REQUIREMENT
Print all the data, keeping every line exactly as it is.

(Stored data)
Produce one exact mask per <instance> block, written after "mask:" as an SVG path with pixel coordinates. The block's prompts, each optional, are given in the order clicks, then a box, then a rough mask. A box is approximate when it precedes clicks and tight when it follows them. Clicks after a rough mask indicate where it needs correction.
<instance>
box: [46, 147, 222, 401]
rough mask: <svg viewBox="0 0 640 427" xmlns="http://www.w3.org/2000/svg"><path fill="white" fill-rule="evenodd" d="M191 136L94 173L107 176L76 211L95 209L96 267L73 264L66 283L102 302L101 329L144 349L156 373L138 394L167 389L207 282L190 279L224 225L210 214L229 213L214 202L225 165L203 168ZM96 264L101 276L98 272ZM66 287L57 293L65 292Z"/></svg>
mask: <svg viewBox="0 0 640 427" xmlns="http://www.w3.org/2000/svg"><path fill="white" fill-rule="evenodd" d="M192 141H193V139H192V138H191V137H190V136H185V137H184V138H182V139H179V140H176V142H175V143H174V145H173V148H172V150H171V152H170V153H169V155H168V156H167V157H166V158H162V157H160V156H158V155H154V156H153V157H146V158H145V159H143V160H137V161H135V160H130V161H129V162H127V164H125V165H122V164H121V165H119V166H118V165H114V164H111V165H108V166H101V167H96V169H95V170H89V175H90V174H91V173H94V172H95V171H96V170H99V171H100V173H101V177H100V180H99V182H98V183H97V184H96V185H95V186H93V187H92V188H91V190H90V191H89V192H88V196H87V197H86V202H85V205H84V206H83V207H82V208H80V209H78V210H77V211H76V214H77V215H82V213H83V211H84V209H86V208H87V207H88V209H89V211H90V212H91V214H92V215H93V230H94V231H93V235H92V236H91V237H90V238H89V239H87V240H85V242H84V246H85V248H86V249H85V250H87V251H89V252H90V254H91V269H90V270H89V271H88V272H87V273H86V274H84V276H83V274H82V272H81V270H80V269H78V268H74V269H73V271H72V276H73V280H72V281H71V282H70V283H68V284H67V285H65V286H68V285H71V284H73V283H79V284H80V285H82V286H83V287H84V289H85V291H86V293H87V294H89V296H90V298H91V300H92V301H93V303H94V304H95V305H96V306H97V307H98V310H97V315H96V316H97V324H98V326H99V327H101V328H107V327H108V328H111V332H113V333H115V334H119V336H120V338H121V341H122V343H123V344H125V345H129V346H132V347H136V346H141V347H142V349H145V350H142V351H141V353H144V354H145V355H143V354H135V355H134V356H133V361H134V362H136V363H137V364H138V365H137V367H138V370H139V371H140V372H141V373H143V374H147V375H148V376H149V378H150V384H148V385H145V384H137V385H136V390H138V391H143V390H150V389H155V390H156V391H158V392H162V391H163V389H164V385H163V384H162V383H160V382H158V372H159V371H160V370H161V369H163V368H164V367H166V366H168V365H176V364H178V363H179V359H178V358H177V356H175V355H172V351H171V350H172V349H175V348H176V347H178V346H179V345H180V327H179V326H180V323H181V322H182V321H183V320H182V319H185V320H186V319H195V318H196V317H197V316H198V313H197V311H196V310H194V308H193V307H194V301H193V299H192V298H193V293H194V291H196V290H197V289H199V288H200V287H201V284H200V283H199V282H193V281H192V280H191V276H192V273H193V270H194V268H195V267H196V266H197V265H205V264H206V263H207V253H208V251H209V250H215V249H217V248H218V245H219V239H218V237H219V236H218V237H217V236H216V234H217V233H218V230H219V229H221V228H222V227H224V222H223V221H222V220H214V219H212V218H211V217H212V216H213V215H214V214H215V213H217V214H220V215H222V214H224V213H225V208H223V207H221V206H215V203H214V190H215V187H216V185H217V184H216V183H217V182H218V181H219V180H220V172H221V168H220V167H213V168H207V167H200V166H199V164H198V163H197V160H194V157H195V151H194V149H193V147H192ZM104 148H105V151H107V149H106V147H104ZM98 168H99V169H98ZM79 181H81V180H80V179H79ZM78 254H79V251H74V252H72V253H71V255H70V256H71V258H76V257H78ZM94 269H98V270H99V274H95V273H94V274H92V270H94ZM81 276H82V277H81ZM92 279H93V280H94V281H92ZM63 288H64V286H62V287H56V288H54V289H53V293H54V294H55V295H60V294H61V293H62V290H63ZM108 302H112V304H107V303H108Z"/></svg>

EXERCISE RESULT
Produce one exact mask per <instance> block, written after "mask:" as an SVG path with pixel coordinates. The block's prompts, each optional, are given in the order clicks, then a box, then a rough mask. A box is approximate when it precedes clicks and tight when it follows them. Clicks after a rough mask indicate where it needs correction.
<instance>
box: [46, 147, 222, 401]
rough mask: <svg viewBox="0 0 640 427" xmlns="http://www.w3.org/2000/svg"><path fill="white" fill-rule="evenodd" d="M191 136L94 173L107 176L76 211L95 209L96 267L73 264L66 283L102 302L101 329L144 349L156 373L138 394L167 389L207 282L190 279L224 225L210 214L229 213L214 202L225 165L203 168ZM96 264L101 276L98 272ZM66 287L57 293L65 292Z"/></svg>
mask: <svg viewBox="0 0 640 427" xmlns="http://www.w3.org/2000/svg"><path fill="white" fill-rule="evenodd" d="M192 141H193V139H192V138H191V137H190V136H185V137H184V138H182V139H179V140H176V142H175V143H174V145H173V148H172V150H171V152H170V153H169V155H168V156H167V157H166V158H162V157H160V156H158V155H154V156H153V157H146V158H145V159H143V160H137V161H135V160H130V161H129V162H127V164H125V165H122V164H121V165H119V166H118V165H114V164H111V165H108V166H101V167H96V169H95V170H89V175H90V174H91V173H94V172H95V171H96V170H99V171H100V173H101V177H100V180H99V182H98V183H97V184H96V185H95V186H93V187H92V188H91V190H90V191H89V192H88V196H87V197H86V202H85V205H84V206H83V207H82V208H80V209H78V210H77V211H76V214H77V215H82V213H83V211H84V209H86V208H87V207H88V209H89V211H90V212H91V214H92V215H93V230H94V231H93V235H92V236H91V237H90V238H89V239H87V240H85V242H84V246H85V248H86V249H85V250H87V251H89V252H90V254H91V269H90V270H89V271H88V272H87V273H86V274H84V276H83V274H82V272H81V270H80V269H78V268H74V269H73V271H72V276H73V280H72V281H71V282H70V283H68V284H67V285H65V286H68V285H71V284H73V283H79V284H80V285H82V286H83V287H84V289H85V291H86V293H87V294H89V296H90V298H91V300H92V301H93V303H94V304H95V305H96V306H97V307H98V310H97V315H96V316H97V324H98V326H99V327H101V328H107V327H108V328H111V332H113V333H115V334H119V336H120V338H121V341H122V343H123V344H125V345H129V346H132V347H136V346H141V347H142V349H145V350H142V351H141V353H144V354H145V355H143V354H135V355H134V356H133V361H134V362H136V363H137V364H138V365H137V367H138V370H139V371H140V372H141V373H143V374H147V375H148V376H149V378H150V384H148V385H145V384H137V385H136V390H138V391H143V390H150V389H155V390H156V391H158V392H162V391H163V389H164V385H163V384H162V383H160V382H158V372H159V371H160V370H161V369H163V368H164V367H166V366H168V365H176V364H178V363H179V359H178V358H177V356H175V355H172V351H171V350H172V349H175V348H176V347H178V346H179V345H180V327H179V326H180V323H181V322H182V321H183V320H182V319H185V320H186V319H195V318H196V317H197V316H198V313H197V311H196V310H194V308H193V307H194V301H193V299H192V298H193V293H194V291H196V290H197V289H199V288H200V287H201V284H200V283H199V282H193V281H192V280H191V276H192V273H193V270H194V268H195V267H196V266H197V265H205V264H206V263H207V253H208V251H209V250H215V249H217V248H218V245H219V239H218V237H219V236H218V237H217V236H216V234H217V233H218V230H219V229H221V228H222V227H224V222H223V221H222V220H214V219H212V218H211V217H212V216H213V215H214V214H215V213H217V214H220V215H222V214H224V213H225V208H223V207H221V206H215V203H214V190H215V187H216V185H217V184H216V183H217V182H218V181H219V180H220V172H221V168H220V167H213V168H207V167H200V166H199V164H198V163H197V160H194V157H195V151H194V149H193V147H192ZM104 148H105V151H107V149H106V147H104ZM98 168H99V169H98ZM79 181H81V180H80V179H79ZM78 254H79V251H74V252H72V253H71V255H70V256H71V258H76V257H78ZM94 269H98V270H99V274H95V273H94V274H92V270H94ZM81 276H82V277H81ZM92 279H93V280H94V281H92ZM63 288H64V286H62V287H56V288H54V289H53V293H54V294H55V295H60V294H61V293H62V290H63ZM108 302H112V304H107V303H108Z"/></svg>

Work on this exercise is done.